Items:
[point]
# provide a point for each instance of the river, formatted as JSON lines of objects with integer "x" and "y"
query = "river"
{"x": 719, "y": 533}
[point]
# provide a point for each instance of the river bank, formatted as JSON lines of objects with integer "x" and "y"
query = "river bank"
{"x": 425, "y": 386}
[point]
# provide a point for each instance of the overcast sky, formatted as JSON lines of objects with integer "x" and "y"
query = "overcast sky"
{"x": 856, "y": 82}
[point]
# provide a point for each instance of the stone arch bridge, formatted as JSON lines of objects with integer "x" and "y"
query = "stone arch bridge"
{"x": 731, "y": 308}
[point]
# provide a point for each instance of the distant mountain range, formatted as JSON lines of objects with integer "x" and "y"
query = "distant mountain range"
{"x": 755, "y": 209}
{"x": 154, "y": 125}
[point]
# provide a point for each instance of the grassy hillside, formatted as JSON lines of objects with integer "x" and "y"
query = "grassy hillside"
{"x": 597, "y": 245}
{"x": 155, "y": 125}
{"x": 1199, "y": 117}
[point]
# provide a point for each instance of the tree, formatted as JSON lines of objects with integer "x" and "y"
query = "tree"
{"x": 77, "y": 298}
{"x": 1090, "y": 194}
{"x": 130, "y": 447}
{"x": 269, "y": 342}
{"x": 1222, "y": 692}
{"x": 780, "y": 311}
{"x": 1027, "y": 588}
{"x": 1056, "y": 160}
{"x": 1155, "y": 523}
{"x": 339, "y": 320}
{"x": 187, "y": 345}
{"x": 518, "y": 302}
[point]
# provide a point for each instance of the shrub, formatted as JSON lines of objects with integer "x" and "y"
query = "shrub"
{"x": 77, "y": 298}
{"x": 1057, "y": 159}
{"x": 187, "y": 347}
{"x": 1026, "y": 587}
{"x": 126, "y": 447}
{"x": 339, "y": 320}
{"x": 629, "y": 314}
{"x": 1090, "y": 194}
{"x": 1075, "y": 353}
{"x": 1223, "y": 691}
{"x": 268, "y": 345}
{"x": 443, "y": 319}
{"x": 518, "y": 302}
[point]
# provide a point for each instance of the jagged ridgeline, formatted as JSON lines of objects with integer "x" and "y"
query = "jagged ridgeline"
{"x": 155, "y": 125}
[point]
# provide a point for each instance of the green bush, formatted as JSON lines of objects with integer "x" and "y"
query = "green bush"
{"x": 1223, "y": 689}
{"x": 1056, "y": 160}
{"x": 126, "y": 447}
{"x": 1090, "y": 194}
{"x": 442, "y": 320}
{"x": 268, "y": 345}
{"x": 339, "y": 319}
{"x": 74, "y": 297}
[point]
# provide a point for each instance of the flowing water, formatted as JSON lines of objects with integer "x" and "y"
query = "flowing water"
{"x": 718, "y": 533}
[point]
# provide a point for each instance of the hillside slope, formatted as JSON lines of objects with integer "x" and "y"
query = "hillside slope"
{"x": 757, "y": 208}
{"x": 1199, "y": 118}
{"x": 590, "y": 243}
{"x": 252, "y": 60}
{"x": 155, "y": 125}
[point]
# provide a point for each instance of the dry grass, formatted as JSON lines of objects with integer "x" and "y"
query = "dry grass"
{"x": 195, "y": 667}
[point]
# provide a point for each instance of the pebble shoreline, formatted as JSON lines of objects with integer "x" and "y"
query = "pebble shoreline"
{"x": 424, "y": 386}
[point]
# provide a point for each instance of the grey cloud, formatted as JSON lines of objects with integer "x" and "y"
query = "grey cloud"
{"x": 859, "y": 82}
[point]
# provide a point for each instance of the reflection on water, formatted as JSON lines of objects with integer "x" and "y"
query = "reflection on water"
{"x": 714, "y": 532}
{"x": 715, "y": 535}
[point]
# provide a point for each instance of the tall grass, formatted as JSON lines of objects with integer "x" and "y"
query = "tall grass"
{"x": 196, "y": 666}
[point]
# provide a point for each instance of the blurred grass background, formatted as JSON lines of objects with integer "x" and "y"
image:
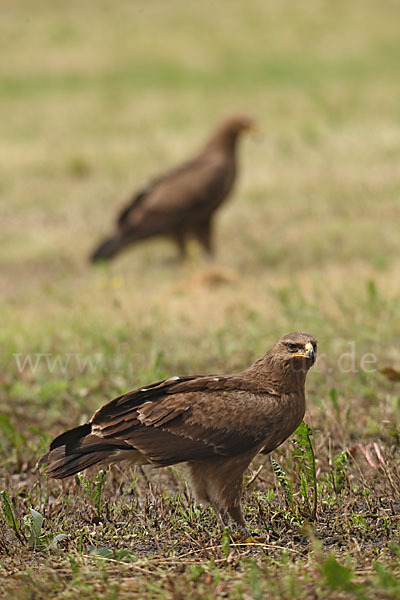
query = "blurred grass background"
{"x": 96, "y": 99}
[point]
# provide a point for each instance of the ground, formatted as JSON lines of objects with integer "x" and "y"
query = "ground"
{"x": 95, "y": 99}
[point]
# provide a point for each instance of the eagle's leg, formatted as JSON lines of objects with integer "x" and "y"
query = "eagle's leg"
{"x": 203, "y": 233}
{"x": 180, "y": 241}
{"x": 219, "y": 482}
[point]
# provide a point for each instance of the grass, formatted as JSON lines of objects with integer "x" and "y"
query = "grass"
{"x": 94, "y": 100}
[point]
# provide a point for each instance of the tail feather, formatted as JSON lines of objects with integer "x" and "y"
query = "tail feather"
{"x": 78, "y": 449}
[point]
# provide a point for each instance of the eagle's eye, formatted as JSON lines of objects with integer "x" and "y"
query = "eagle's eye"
{"x": 292, "y": 347}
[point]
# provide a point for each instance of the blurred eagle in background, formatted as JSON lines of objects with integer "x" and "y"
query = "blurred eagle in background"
{"x": 216, "y": 424}
{"x": 181, "y": 203}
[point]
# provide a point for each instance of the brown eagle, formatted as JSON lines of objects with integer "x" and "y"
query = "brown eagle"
{"x": 216, "y": 424}
{"x": 181, "y": 203}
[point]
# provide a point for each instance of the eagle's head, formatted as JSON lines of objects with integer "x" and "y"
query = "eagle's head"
{"x": 298, "y": 351}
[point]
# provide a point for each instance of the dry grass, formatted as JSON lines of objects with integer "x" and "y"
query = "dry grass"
{"x": 93, "y": 101}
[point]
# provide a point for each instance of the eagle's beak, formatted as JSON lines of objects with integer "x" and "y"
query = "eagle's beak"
{"x": 309, "y": 352}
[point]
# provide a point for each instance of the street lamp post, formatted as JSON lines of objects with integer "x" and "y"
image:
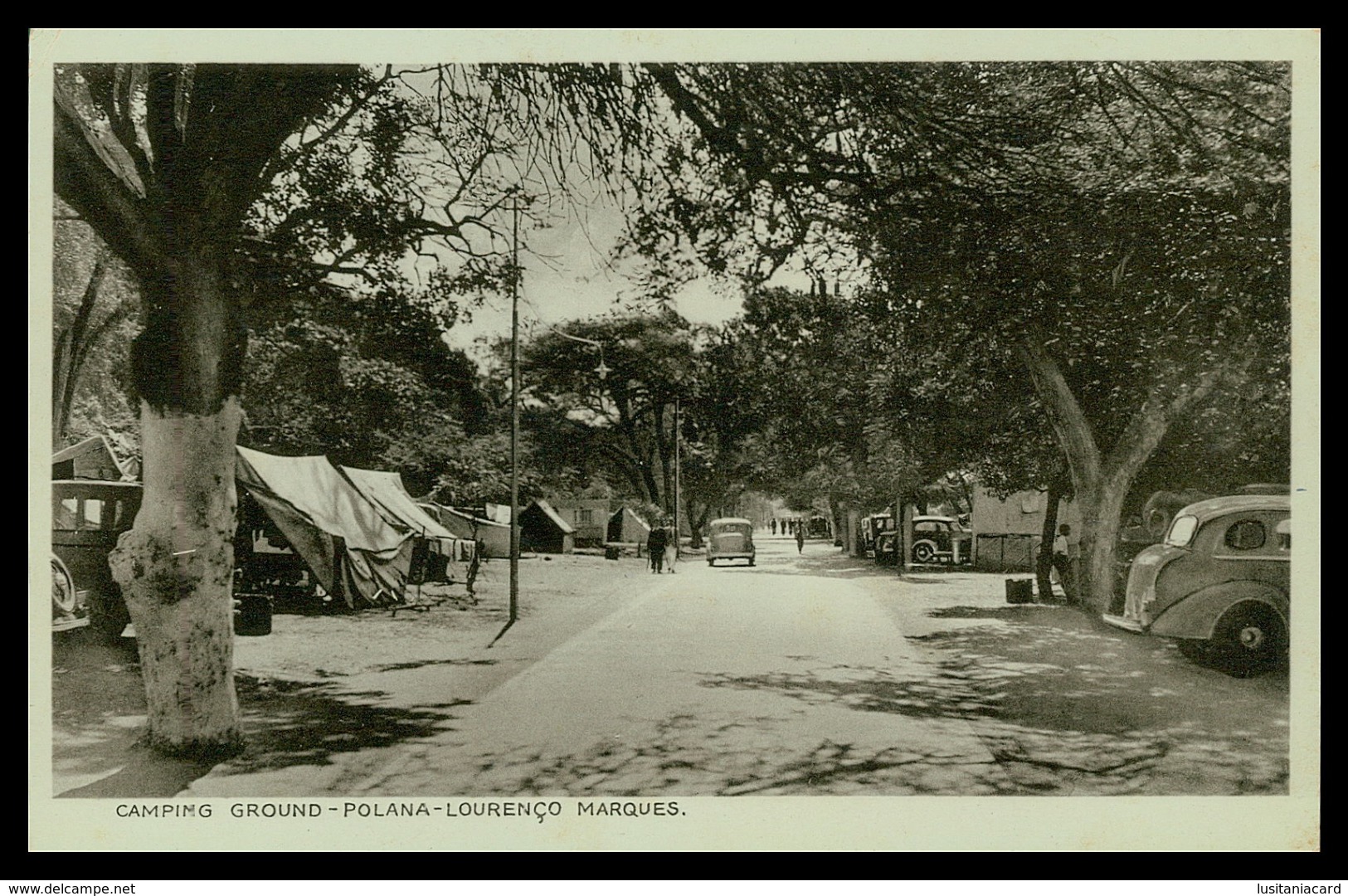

Required task: Extract every line of the data above that contains the string "tall", copying each line in full.

Solution to the exercise:
# provide a point for each instance of the tall grass, formatted as JSON lines of objects with integer "x" and "y"
query = "tall grass"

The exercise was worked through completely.